**Entries from a pointing dataset**
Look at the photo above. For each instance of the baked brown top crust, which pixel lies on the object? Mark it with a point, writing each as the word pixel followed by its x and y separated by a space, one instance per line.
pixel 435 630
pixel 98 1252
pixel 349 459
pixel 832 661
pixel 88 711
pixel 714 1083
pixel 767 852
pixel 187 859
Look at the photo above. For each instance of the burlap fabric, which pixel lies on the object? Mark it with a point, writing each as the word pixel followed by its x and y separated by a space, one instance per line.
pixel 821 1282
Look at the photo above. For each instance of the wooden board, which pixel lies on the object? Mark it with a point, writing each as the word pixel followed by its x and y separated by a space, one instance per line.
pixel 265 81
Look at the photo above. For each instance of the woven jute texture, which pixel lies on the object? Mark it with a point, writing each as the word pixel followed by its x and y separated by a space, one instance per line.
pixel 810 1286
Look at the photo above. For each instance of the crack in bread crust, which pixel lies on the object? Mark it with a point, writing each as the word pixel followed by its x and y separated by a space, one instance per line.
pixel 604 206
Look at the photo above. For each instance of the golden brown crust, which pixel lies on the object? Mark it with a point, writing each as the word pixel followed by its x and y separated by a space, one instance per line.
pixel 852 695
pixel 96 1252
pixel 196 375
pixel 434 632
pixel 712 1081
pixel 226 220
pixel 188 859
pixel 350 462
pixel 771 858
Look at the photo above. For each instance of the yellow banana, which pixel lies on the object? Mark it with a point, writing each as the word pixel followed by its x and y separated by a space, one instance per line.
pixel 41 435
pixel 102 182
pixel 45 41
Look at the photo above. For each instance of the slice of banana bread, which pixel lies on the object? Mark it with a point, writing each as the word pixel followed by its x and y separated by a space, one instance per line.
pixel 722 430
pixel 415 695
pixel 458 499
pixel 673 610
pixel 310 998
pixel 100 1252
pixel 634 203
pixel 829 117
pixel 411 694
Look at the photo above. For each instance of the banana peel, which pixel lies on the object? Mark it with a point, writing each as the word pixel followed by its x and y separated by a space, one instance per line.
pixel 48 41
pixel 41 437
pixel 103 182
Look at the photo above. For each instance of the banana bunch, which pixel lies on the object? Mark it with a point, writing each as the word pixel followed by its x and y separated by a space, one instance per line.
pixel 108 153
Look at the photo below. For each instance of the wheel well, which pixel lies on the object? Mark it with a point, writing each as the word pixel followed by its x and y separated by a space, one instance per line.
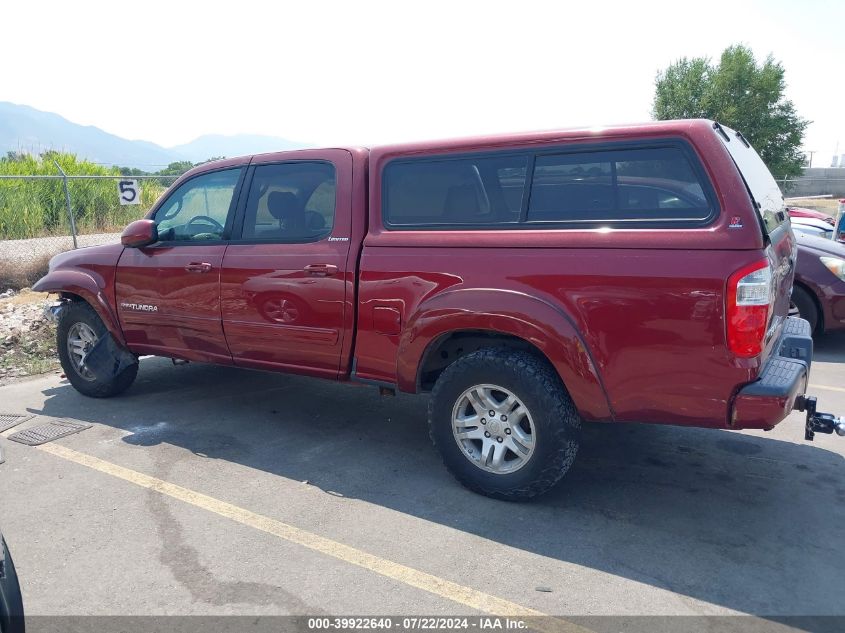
pixel 815 299
pixel 448 348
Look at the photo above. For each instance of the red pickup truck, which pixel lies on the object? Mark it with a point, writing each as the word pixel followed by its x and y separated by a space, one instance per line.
pixel 528 281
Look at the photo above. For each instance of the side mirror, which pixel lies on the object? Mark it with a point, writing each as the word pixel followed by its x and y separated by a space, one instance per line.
pixel 139 233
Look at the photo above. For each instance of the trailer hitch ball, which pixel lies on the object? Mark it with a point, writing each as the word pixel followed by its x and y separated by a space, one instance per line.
pixel 816 421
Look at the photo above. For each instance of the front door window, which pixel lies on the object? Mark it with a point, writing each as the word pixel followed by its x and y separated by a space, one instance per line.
pixel 199 209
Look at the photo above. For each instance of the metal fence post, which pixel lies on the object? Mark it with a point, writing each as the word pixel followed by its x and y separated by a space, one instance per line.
pixel 67 200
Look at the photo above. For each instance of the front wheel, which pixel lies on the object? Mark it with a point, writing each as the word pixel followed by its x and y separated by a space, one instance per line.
pixel 504 424
pixel 79 329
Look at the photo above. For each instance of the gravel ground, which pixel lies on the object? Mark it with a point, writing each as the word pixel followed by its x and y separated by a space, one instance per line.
pixel 27 338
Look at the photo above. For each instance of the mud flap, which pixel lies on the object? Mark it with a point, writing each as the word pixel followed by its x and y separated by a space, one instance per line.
pixel 106 359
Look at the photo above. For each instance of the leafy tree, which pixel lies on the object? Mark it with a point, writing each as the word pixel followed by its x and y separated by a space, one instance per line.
pixel 741 94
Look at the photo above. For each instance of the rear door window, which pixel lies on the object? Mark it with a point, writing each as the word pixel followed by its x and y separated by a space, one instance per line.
pixel 470 191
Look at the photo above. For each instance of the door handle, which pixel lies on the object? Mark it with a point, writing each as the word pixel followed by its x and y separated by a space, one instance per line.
pixel 198 267
pixel 321 270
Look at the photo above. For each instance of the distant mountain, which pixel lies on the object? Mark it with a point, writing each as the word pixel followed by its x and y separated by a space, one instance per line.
pixel 26 129
pixel 219 145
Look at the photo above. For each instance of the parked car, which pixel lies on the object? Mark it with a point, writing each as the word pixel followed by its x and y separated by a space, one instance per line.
pixel 800 212
pixel 11 603
pixel 811 226
pixel 818 294
pixel 509 276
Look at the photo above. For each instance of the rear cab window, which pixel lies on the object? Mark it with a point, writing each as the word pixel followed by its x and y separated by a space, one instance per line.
pixel 625 185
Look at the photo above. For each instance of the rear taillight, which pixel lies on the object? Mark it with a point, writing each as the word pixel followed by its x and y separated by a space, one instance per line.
pixel 748 308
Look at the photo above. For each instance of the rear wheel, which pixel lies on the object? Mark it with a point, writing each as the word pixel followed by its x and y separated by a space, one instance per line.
pixel 79 329
pixel 802 305
pixel 504 424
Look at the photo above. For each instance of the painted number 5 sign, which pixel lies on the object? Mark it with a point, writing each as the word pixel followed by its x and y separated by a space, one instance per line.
pixel 127 191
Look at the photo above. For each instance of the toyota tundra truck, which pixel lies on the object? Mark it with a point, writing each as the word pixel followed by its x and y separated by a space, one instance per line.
pixel 527 282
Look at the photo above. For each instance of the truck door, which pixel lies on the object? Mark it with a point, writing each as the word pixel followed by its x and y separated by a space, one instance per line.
pixel 285 284
pixel 168 293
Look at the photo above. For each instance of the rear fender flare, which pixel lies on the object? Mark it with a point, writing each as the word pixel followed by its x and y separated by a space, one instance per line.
pixel 90 289
pixel 523 316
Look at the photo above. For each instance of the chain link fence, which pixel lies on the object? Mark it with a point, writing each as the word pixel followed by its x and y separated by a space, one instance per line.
pixel 41 216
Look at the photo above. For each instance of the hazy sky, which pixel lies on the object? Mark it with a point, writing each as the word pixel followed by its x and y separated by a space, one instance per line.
pixel 367 72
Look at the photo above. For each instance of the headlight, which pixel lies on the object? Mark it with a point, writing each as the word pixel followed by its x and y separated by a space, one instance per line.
pixel 835 265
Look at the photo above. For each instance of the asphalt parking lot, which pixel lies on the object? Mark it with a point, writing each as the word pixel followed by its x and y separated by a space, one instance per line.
pixel 321 498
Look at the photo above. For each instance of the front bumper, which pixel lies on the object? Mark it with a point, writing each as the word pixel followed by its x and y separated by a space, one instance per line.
pixel 769 399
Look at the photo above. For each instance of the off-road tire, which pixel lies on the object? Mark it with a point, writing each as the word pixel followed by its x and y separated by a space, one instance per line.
pixel 807 308
pixel 76 312
pixel 537 385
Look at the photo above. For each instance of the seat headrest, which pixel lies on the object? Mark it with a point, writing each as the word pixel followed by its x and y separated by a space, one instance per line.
pixel 283 205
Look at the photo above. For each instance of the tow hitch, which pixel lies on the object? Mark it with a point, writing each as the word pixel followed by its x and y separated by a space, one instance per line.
pixel 821 422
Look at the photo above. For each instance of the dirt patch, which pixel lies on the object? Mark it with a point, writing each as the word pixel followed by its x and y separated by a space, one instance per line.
pixel 22 274
pixel 27 337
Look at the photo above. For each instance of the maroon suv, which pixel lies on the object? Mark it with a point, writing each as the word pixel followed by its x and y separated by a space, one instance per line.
pixel 528 281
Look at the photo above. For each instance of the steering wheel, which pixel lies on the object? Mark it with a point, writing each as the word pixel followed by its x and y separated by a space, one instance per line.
pixel 207 219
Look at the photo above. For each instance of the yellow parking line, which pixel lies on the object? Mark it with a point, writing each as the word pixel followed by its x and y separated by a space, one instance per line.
pixel 460 594
pixel 827 387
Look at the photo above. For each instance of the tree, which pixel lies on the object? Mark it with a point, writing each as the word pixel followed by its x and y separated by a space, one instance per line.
pixel 741 94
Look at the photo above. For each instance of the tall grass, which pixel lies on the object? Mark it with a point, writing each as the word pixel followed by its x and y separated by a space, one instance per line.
pixel 37 207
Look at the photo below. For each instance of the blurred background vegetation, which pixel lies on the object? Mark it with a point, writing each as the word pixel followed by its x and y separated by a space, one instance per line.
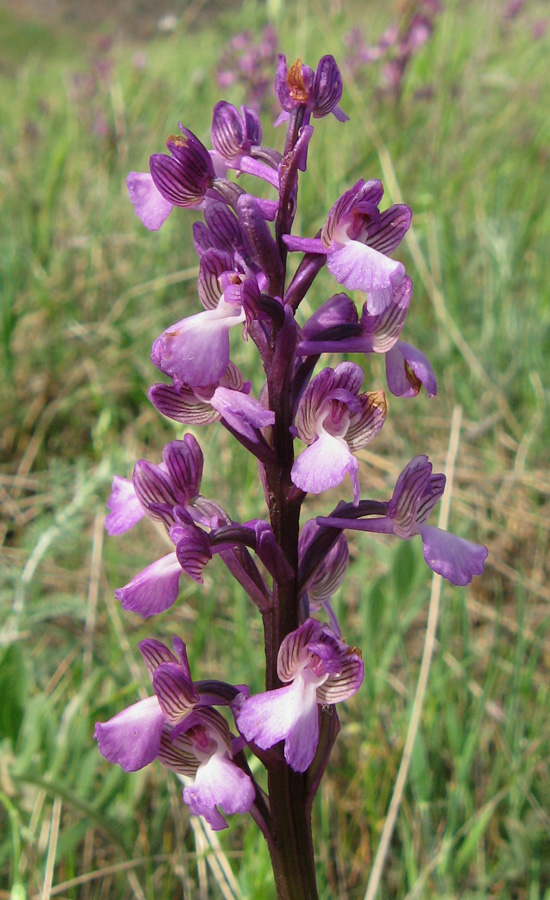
pixel 87 92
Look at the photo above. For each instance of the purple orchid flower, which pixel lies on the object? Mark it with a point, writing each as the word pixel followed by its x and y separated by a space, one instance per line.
pixel 316 668
pixel 329 574
pixel 181 179
pixel 318 91
pixel 357 240
pixel 234 136
pixel 416 493
pixel 163 493
pixel 132 738
pixel 178 727
pixel 335 328
pixel 335 420
pixel 202 749
pixel 179 351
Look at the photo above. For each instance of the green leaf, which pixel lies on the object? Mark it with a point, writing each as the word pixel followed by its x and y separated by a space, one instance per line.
pixel 13 690
pixel 404 569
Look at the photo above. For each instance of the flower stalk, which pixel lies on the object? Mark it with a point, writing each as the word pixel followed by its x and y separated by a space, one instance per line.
pixel 289 568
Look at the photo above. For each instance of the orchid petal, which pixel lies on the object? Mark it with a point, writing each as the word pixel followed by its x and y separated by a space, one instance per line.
pixel 455 558
pixel 358 267
pixel 125 508
pixel 155 589
pixel 149 204
pixel 219 782
pixel 324 465
pixel 132 737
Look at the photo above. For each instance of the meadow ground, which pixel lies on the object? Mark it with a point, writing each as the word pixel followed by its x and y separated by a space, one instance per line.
pixel 85 290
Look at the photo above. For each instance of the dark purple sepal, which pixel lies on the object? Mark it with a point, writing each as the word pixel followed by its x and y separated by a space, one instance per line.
pixel 184 462
pixel 234 132
pixel 192 549
pixel 327 89
pixel 386 232
pixel 338 310
pixel 184 177
pixel 213 264
pixel 243 413
pixel 175 691
pixel 154 490
pixel 225 230
pixel 155 653
pixel 407 369
pixel 181 405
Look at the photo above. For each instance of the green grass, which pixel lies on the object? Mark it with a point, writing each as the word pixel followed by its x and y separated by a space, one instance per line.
pixel 85 289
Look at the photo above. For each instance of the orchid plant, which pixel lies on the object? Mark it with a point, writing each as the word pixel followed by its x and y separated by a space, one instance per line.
pixel 207 729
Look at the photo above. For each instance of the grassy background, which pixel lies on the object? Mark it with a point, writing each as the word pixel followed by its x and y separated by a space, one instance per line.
pixel 85 289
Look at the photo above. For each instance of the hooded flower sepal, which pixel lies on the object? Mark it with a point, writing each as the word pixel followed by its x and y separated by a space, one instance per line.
pixel 317 668
pixel 407 369
pixel 132 738
pixel 357 240
pixel 319 92
pixel 329 574
pixel 416 492
pixel 203 751
pixel 195 351
pixel 234 135
pixel 335 420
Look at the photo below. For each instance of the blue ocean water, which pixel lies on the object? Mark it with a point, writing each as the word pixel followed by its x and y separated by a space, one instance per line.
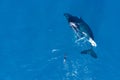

**Written problem**
Rewrite everything from the start of the data down to the line containing "pixel 265 81", putting "cutting board" in place of "wooden board" and leaving everything else unchanged.

**Final result**
Look at the photo above. For each instance of the baked brown top crust, which pixel lies on the object? Mark it with a point, writing each as the word pixel followed by its x and y separated by a space, one instance per line.
pixel 435 630
pixel 98 1252
pixel 349 459
pixel 832 661
pixel 88 711
pixel 714 1083
pixel 767 852
pixel 187 859
Look at the photo above. For each instance of the burlap fabric, which pixel lies on the object? Mark it with a point, writing each as the word pixel followed by its x and y separated by a space, one instance per line.
pixel 821 1282
Look at the photo above. For each instance of the cutting board, which pixel lies on the object? Mark it with a point, writing each as the word pixel followed by its x and y separated by a space, one instance per line.
pixel 265 81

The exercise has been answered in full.